What you are asked to do:
Pull out every line of the data below that contains the word "tablet", and copy each one in full.

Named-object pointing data

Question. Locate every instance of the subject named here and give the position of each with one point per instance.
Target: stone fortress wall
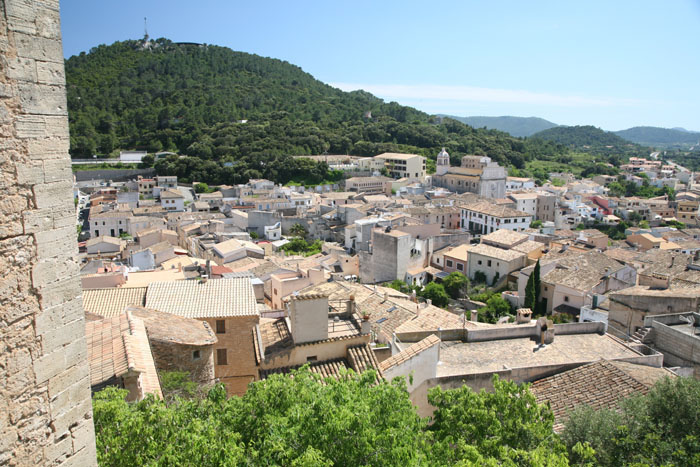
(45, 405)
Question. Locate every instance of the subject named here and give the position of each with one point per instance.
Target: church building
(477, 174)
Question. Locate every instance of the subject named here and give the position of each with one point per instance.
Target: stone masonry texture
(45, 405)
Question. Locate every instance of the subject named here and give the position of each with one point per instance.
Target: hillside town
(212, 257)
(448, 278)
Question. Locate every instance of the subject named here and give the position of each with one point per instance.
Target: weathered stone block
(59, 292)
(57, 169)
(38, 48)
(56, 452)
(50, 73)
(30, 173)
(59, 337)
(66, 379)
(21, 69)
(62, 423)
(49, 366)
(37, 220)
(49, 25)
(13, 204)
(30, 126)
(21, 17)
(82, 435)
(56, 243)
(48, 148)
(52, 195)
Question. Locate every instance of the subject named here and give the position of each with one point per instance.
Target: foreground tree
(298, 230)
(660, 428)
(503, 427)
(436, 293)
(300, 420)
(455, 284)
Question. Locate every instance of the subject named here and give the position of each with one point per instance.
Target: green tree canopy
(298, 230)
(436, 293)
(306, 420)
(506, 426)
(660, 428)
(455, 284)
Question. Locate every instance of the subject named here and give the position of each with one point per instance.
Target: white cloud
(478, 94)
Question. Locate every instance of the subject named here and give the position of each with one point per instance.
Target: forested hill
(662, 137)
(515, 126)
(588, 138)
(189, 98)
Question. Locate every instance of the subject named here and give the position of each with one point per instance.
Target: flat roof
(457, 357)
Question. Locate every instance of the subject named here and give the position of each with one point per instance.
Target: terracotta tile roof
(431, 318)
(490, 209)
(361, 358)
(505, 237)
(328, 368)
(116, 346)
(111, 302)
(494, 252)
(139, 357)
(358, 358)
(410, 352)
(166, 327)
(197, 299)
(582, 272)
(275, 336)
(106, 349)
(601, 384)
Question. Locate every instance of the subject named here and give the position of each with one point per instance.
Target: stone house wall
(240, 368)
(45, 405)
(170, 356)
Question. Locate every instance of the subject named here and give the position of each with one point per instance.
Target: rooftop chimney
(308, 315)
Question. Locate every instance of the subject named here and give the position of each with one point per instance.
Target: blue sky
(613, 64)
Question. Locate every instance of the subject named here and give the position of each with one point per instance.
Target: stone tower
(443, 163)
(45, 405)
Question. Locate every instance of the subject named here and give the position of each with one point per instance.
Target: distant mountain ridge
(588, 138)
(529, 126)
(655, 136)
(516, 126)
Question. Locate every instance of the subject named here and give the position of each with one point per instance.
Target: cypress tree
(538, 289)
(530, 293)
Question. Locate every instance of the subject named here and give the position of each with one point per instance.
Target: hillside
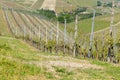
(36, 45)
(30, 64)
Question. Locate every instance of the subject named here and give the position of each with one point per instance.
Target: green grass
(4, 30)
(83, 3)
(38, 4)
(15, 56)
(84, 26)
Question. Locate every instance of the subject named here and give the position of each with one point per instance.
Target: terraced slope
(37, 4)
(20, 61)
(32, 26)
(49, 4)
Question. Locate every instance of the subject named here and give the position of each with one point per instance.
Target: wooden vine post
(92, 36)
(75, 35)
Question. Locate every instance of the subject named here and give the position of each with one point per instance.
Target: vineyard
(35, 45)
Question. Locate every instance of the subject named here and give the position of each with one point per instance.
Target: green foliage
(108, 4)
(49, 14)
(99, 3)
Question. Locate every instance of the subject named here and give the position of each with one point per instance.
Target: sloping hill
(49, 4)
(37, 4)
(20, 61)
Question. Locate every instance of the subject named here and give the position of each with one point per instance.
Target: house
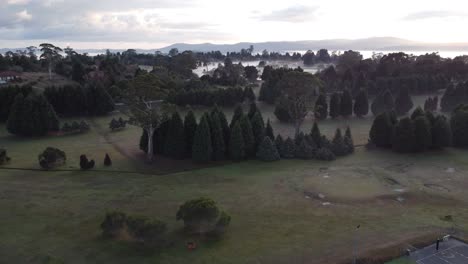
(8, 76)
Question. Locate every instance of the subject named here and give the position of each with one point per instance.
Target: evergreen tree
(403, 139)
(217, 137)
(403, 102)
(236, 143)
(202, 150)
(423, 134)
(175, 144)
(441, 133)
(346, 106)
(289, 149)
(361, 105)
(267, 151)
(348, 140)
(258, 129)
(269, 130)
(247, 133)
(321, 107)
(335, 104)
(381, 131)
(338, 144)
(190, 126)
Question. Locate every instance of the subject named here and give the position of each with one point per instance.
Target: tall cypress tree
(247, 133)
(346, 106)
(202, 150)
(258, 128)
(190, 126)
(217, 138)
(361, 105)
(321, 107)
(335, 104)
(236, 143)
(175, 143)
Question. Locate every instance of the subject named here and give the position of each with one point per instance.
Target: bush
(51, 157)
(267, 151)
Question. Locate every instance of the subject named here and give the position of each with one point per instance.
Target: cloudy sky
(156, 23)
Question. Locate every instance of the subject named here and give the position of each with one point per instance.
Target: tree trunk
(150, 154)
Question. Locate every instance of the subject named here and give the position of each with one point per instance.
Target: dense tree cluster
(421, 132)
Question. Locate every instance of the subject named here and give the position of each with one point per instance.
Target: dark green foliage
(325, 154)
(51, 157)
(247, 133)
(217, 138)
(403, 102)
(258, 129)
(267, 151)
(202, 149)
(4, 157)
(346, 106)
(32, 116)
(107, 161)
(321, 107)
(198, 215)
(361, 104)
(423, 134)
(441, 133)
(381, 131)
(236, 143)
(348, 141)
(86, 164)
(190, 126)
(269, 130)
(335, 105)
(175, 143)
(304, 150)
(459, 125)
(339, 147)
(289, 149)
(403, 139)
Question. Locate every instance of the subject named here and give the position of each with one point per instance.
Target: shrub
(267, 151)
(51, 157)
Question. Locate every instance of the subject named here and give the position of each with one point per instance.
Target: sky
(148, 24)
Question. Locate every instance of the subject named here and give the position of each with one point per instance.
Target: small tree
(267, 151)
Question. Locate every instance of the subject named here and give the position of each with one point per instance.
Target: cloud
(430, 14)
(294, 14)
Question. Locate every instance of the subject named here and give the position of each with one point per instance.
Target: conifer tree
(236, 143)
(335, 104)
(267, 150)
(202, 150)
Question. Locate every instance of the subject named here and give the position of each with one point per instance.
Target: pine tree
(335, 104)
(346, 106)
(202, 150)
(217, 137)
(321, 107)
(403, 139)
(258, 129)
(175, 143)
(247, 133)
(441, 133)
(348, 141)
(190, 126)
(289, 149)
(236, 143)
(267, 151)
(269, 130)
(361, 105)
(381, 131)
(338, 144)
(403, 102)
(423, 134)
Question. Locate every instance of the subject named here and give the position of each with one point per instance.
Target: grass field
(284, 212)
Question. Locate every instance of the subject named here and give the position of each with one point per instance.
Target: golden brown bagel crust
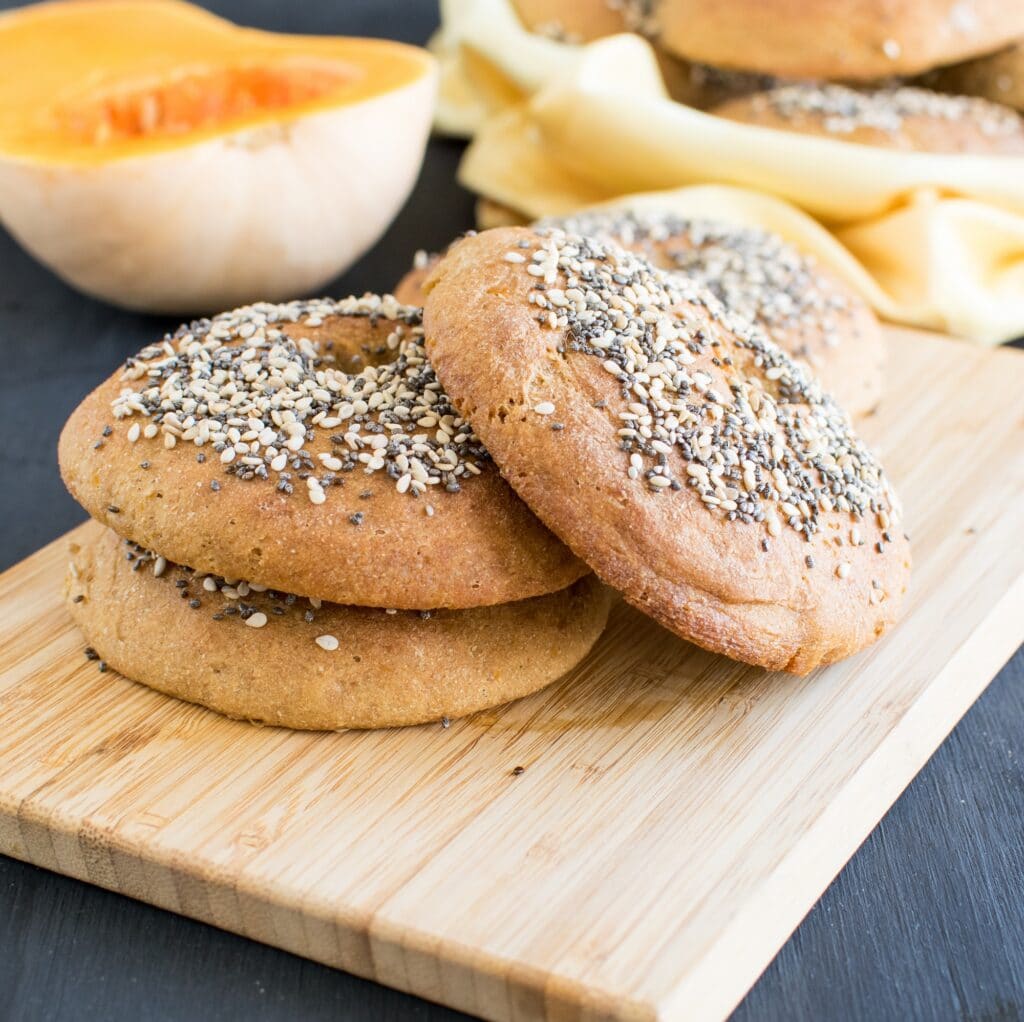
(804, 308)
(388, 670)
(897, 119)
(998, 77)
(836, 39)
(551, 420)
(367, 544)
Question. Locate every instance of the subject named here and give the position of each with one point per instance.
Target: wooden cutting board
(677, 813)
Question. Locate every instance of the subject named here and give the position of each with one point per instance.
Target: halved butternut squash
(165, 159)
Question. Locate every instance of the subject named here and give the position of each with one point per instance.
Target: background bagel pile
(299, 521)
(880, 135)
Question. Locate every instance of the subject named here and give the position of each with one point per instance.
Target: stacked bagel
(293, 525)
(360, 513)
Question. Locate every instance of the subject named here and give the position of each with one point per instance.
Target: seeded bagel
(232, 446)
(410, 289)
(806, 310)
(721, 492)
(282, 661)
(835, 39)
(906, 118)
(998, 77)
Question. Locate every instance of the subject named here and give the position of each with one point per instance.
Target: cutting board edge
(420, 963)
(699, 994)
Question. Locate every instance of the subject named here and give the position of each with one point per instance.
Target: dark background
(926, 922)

...

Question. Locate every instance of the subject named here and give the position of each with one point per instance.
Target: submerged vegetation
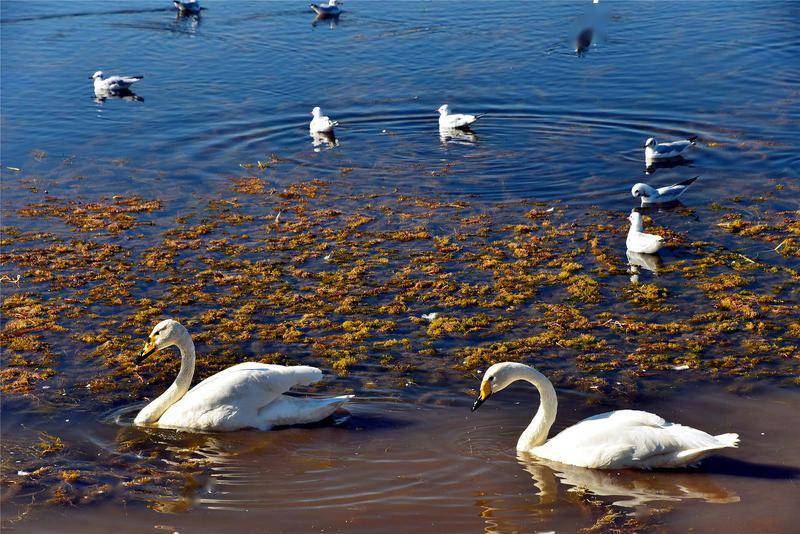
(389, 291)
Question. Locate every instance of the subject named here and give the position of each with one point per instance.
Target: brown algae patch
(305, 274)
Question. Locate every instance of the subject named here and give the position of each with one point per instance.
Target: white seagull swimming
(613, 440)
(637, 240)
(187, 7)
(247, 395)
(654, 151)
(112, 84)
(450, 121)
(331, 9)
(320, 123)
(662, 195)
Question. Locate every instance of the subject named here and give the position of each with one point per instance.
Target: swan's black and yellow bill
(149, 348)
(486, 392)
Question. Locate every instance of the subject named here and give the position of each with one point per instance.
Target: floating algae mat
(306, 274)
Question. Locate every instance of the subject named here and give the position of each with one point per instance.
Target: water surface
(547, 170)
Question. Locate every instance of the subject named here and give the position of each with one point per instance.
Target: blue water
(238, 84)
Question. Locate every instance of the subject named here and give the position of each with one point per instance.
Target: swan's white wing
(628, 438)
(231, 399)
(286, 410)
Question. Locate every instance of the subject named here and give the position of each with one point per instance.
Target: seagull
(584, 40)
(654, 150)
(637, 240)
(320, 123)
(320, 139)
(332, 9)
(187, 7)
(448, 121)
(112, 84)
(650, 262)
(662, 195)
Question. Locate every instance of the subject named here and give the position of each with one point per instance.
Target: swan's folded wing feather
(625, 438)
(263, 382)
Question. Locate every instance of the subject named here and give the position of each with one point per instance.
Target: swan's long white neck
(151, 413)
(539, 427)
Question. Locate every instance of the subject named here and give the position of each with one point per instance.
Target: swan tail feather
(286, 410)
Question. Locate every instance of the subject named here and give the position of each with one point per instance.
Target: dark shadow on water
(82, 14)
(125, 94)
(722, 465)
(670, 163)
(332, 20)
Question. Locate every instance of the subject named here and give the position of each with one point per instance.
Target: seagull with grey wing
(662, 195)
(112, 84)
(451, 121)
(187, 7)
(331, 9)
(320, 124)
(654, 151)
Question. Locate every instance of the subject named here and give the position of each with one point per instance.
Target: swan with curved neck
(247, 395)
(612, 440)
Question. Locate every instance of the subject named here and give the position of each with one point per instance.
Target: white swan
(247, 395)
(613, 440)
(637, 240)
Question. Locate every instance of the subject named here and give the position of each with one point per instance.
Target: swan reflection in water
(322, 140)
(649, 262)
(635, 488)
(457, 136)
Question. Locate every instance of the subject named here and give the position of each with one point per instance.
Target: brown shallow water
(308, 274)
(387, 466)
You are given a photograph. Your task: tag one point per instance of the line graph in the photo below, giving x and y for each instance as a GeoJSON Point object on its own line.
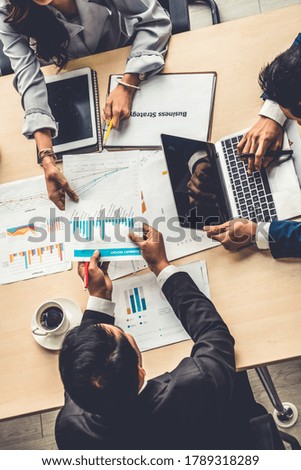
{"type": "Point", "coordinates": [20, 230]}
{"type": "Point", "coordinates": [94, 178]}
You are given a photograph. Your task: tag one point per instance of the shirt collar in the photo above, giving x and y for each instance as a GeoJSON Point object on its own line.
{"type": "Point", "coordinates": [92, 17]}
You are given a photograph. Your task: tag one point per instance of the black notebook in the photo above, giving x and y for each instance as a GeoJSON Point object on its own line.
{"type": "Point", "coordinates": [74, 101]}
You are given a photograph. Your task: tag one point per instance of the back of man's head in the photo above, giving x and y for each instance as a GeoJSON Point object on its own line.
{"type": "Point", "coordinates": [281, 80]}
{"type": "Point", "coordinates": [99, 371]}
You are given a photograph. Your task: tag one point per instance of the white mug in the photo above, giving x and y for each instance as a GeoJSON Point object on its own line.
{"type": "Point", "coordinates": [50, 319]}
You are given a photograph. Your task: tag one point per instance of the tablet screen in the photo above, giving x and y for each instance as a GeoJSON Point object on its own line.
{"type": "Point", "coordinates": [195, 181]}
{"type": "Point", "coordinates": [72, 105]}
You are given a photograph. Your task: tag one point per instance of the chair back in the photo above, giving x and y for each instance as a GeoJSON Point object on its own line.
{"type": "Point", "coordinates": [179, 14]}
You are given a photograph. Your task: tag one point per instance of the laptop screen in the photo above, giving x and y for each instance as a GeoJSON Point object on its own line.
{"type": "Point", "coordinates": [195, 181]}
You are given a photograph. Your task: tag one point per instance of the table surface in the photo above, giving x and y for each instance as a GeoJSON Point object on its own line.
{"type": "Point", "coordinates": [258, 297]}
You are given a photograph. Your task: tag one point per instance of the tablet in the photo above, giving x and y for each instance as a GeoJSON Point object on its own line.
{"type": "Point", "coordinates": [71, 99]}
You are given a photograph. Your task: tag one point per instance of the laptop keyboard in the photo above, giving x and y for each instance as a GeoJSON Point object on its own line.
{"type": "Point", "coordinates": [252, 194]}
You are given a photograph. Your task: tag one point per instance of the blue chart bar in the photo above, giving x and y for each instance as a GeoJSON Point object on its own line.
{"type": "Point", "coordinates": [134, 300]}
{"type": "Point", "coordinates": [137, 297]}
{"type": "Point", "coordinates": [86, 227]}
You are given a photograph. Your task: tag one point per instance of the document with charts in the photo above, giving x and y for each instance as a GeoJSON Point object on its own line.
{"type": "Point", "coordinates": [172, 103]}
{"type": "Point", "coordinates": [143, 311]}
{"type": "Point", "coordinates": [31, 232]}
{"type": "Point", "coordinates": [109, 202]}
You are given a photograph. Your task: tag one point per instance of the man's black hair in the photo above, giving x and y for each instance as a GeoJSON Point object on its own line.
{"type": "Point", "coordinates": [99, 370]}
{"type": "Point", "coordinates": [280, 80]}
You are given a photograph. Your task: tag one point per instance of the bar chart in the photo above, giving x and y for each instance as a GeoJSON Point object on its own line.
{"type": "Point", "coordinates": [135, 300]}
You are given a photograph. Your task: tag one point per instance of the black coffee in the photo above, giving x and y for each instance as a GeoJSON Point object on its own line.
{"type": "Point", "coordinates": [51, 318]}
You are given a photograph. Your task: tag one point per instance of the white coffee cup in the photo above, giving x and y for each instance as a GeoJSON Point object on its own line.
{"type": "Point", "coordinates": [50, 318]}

The result:
You are given a photograph. Your task: tag one point per instance of the tablet screen in the photo above, giving x and y for each instance as a GeoJSON Point object on its own line.
You are given a photograph. Your task: tag one point per instance of the tablet in the photo above, giving x and y for each instance as a GeoJSON Point object on its own line.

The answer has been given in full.